[begin Reading text]

US-12309576

Re-creating acoustic scene from spatial locations of sound sources

PublishedMay 20, 2025

Assigneenot available in USPTO data we have

Inventorsnot available in USPTO data we have

Technical Abstract

An acoustic apparatus includes microphones to sense sounds in real-world environment and generate acoustic signals; and processor(s) configured to obtain 3D model of real-world environment; receive acoustic signals collected by microphones; process acoustic signals based on positions and orientations of microphones to estimate sound direction from which sound(s) corresponding to acoustic signals is incident upon microphones; determine position of sound source(s) from which sound(s) emanated, based on correlation between 3D model and sound direction; receive position of new user(s) in reconstructed environment; determine relative position of new user(s) with respect to sound source(s), based on position of new user(s) and position of sound source(s); and re-create sound(s) from perspective of new user(s), based on relative position of new user(s) with respect to sound source(s).

Patent Claims

16 claims

Legal claims defining the scope of protection, as filed with the USPTO.

1. An acoustic apparatus comprising: a plurality of microphones that are to be employed to sense sounds in a real-world environment and generate corresponding acoustic signals; and at least one processor configured to: obtain a three-dimensional (3D) model of the real-world environment, the 3D model being represented in a given coordinate space; receive a plurality of acoustic signals that are collected simultaneously by the plurality of microphones; process the plurality of acoustic signals, based on positions and orientations of the plurality of microphones in the given coordinate space, to estimate a sound direction from which at least one sound corresponding to the plurality of acoustic signals is incident upon the plurality of microphones; determine a position of at least one sound source, in the given coordinate space, from which the at least one sound emanated, based on a correlation between the 3D model and the estimated sound direction; receive information indicative of a position of at least one new user in a given reconstructed environment that is reconstructed from the 3D model of the real-world environment, the position of the at least one new user being represented in the given coordinate space; determine a relative position of the at least one new user with respect to the at least one sound source, based on the position of the at least one new user and the position of the at least one sound source; and re-create the at least one sound from a perspective of the at least one new user, based on the relative position of the at least one new user with respect to the at least one sound source.

[end Reading text]

Objective 1 =
Output as a JSON list of strings, one string per line with blank lines omitted, the part of the records that opens with their first line and closes with the line containing "Outline every instance of the shoulder.".

[begin Dataset records]

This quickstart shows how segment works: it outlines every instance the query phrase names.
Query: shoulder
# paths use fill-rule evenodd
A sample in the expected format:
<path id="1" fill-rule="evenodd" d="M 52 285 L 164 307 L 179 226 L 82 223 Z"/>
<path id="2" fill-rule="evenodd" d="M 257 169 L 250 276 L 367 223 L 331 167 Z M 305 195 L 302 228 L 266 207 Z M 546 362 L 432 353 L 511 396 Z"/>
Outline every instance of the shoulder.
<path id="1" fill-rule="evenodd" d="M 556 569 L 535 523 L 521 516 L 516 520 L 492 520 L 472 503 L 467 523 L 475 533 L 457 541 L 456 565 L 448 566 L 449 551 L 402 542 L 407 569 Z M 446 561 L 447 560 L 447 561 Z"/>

[end Dataset records]

Objective 2 =
According to claim 1 of the patent text, what is the basis for determining the position of the sound source?

Solution 1 =
[
  "This quickstart shows how segment works: it outlines every instance the query phrase names.",
  "Query: shoulder",
  "# paths use fill-rule evenodd",
  "A sample in the expected format:",
  "<path id=\"1\" fill-rule=\"evenodd\" d=\"M 52 285 L 164 307 L 179 226 L 82 223 Z\"/>",
  "<path id=\"2\" fill-rule=\"evenodd\" d=\"M 257 169 L 250 276 L 367 223 L 331 167 Z M 305 195 L 302 228 L 266 207 Z M 546 362 L 432 353 L 511 396 Z\"/>",
  "Outline every instance of the shoulder."
]

Solution 2 =
A correlation between the 3D model and the estimated sound direction.